**RECORDS:**
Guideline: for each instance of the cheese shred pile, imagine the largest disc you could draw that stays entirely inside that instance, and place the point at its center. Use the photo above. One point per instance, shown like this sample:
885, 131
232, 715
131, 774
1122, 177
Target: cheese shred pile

**WHAT NEEDS TO BE DONE:**
Rewrite the records above so that each "instance" becomes "occurrence", and leave everything else unchanged.

**TASK ANSWER:**
Guideline: for each occurrence of the cheese shred pile, imagine the largest disc you could draw that stays entirely inside that occurrence, and place the point at its center. Use the photo above. One point per occurrence, shown like this sample:
885, 131
232, 715
131, 774
1122, 177
Target: cheese shred pile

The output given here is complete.